Written exercise:
Please output only the lines that run from the line containing "Exercise. Point to the white cloud" through the end of the material below, exactly.
>> begin
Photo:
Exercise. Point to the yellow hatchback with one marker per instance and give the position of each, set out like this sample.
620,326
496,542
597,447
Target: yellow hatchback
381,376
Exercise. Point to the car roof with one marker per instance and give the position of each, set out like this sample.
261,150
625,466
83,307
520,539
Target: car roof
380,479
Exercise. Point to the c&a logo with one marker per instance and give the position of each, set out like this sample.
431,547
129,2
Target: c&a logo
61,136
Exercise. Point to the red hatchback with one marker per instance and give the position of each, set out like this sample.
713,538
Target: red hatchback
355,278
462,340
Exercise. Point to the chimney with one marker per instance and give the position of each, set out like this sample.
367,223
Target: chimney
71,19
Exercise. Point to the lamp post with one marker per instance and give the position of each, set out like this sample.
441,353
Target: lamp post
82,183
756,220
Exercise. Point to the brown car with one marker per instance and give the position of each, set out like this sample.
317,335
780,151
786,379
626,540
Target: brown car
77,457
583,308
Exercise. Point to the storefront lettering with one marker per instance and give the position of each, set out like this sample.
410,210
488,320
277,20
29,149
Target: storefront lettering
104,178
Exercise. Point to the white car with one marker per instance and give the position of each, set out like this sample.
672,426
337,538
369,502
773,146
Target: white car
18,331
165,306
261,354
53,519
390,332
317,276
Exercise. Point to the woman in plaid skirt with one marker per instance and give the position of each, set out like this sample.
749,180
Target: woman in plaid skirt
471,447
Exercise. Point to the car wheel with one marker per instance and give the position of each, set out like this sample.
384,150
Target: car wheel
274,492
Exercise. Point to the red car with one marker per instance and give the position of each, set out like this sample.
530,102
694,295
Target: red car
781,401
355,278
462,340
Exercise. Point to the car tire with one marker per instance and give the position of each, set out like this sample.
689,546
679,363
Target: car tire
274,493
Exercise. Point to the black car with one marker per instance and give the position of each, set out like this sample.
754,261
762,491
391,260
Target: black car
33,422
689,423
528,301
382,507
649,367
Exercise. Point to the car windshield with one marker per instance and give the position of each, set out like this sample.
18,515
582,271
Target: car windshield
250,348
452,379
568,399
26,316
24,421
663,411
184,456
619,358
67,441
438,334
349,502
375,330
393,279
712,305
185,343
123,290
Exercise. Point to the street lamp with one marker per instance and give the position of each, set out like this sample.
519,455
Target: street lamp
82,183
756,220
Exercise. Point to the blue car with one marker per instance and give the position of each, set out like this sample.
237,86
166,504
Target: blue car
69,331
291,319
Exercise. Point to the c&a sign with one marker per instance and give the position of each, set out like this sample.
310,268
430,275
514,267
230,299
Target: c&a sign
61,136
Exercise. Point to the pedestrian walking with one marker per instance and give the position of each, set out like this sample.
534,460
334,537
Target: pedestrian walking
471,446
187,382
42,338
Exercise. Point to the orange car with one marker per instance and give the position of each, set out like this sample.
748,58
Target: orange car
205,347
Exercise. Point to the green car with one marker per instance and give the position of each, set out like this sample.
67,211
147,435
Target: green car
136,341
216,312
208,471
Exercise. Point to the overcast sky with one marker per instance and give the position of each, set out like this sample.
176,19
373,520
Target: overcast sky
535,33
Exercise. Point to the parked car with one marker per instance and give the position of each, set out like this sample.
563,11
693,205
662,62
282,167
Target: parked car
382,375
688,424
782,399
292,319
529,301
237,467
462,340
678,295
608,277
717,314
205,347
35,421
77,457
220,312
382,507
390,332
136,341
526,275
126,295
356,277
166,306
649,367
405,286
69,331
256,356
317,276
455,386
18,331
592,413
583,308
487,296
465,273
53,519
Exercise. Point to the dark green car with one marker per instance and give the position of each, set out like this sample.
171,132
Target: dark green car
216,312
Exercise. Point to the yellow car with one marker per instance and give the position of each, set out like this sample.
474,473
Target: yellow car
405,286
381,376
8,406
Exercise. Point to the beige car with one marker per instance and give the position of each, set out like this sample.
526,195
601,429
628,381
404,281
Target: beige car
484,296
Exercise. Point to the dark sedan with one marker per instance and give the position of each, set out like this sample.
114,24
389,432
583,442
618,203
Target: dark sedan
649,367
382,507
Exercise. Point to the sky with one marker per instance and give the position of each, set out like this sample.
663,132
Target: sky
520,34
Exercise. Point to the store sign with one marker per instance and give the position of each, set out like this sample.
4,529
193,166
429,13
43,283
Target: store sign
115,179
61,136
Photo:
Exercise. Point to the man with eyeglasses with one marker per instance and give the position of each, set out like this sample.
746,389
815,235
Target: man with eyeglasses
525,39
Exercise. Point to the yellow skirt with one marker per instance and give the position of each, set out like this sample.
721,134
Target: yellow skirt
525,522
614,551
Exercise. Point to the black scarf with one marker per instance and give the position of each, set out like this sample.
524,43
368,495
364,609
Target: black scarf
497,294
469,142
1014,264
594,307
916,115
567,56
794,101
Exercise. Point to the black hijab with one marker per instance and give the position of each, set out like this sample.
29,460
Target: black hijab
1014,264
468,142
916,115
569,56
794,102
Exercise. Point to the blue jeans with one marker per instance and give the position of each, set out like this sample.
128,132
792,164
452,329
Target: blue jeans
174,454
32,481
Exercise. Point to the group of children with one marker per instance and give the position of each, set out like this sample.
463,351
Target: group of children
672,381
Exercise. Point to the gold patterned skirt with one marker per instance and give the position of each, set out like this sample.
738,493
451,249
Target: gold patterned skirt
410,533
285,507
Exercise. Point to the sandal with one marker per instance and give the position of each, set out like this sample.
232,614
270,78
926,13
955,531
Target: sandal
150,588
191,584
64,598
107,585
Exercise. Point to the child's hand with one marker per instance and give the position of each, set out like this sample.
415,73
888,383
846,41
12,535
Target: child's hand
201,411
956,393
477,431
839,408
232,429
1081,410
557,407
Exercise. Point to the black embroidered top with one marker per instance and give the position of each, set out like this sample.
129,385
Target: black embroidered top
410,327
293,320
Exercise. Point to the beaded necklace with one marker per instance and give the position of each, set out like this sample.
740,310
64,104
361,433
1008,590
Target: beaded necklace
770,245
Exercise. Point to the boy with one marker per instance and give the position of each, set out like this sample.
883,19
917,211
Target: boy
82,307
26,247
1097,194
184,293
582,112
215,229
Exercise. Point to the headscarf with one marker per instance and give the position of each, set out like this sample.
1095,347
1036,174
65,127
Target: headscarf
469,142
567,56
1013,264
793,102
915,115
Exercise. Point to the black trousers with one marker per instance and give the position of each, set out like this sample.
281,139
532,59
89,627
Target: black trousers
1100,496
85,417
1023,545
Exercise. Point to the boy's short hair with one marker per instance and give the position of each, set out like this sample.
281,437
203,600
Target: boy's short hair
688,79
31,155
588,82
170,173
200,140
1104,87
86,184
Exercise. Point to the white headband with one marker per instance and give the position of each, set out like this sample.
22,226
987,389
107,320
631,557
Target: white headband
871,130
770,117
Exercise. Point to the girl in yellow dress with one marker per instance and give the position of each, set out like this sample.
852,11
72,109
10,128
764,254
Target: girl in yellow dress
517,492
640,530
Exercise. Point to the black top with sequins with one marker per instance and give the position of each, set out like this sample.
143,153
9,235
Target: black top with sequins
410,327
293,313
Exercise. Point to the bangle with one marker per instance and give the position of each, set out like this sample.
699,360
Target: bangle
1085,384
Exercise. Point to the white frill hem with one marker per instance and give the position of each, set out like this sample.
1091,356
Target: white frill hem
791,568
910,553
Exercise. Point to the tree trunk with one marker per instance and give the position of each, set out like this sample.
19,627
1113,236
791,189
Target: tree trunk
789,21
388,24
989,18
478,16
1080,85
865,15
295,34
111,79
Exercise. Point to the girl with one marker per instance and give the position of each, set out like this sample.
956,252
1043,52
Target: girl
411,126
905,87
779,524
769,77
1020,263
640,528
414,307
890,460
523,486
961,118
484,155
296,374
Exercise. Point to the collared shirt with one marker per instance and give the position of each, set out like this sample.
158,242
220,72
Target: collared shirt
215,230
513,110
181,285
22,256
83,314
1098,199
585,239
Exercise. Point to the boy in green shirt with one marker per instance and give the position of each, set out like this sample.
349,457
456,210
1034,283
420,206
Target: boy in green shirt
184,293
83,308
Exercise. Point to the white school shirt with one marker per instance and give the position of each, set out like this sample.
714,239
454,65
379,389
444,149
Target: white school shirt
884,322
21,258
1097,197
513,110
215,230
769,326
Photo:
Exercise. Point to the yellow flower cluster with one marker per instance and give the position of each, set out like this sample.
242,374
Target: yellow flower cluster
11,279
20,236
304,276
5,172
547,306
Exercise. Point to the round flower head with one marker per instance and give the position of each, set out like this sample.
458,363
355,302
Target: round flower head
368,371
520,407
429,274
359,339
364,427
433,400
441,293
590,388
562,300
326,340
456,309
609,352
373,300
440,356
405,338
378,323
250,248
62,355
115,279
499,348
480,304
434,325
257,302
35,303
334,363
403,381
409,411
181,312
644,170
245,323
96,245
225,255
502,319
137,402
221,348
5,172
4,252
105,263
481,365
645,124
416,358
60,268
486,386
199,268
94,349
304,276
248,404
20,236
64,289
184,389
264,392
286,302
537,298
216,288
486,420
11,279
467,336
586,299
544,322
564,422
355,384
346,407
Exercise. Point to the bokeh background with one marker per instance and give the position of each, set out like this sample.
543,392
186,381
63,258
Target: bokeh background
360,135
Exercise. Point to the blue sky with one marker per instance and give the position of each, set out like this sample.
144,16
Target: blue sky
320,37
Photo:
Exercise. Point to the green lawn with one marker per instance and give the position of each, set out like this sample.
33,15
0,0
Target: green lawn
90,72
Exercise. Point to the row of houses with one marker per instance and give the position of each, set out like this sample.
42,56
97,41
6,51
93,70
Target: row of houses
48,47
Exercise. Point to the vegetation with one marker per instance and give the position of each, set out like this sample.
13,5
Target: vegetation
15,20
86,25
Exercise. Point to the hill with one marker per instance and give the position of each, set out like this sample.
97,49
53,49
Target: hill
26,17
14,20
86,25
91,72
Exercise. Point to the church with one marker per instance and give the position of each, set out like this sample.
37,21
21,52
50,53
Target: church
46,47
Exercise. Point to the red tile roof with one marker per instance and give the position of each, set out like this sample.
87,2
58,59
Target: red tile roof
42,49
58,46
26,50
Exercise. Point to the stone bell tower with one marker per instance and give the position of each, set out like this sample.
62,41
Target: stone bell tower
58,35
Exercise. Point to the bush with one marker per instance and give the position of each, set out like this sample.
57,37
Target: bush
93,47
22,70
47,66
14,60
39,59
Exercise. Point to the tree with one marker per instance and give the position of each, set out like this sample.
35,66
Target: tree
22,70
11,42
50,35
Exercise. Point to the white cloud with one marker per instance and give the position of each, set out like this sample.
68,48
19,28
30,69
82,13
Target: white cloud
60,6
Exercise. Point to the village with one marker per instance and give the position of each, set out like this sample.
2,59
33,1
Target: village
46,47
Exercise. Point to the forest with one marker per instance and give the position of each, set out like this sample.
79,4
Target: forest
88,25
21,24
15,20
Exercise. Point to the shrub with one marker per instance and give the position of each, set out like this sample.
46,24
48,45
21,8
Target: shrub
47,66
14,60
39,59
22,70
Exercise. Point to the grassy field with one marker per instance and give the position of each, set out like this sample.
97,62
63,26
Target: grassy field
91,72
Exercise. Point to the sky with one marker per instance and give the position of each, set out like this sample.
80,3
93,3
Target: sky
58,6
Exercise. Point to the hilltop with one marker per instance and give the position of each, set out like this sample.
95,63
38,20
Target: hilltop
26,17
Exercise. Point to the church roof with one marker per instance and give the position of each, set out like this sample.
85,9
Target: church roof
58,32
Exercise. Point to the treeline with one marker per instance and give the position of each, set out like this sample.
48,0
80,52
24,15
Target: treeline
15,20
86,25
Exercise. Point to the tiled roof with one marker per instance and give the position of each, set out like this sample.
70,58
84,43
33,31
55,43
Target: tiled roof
>> end
Expected answer:
Exercise. Point to the white cloud with one marker per instance and give the position of each, set out like this sample.
68,48
19,28
30,69
82,13
Target: white cloud
60,6
Exercise. Point to the village with one marker per instance and give the position of each, set out like this sample.
2,59
33,1
Target: village
46,47
Exercise. Point to the forest with one marker per instance and give the position of each, set out like this sample.
79,4
Target: forest
88,25
21,24
15,20
Exercise. Point to the shrub with one marker per instance and give the position of each, set out like this sample.
46,24
48,45
21,8
Target: shrub
47,66
14,60
39,59
22,70
Exercise. Point to the grassy field with one marker per instance and give the position of each, set out like this sample.
97,62
63,26
Target: grassy field
91,72
Exercise. Point to the sky with one marker per instance and give the position of each, set out like this sample.
80,3
93,3
Target: sky
58,6
Exercise. Point to the hilltop with one marker per instance and give the position of each, set out like this sample.
95,63
38,20
Target: hilltop
26,17
Exercise. Point to the church roof with one marker per instance and give the position of each, set out like this sample.
85,9
Target: church roof
58,32
Exercise. Point to the treeline with one marker per instance and give the position of each, set out like this sample.
48,0
80,52
24,15
Target: treeline
15,20
86,25
Exercise. Point to the tiled roof with one marker per instance and give the position of each, set out like this sample.
70,58
84,43
33,31
55,43
Target: tiled roof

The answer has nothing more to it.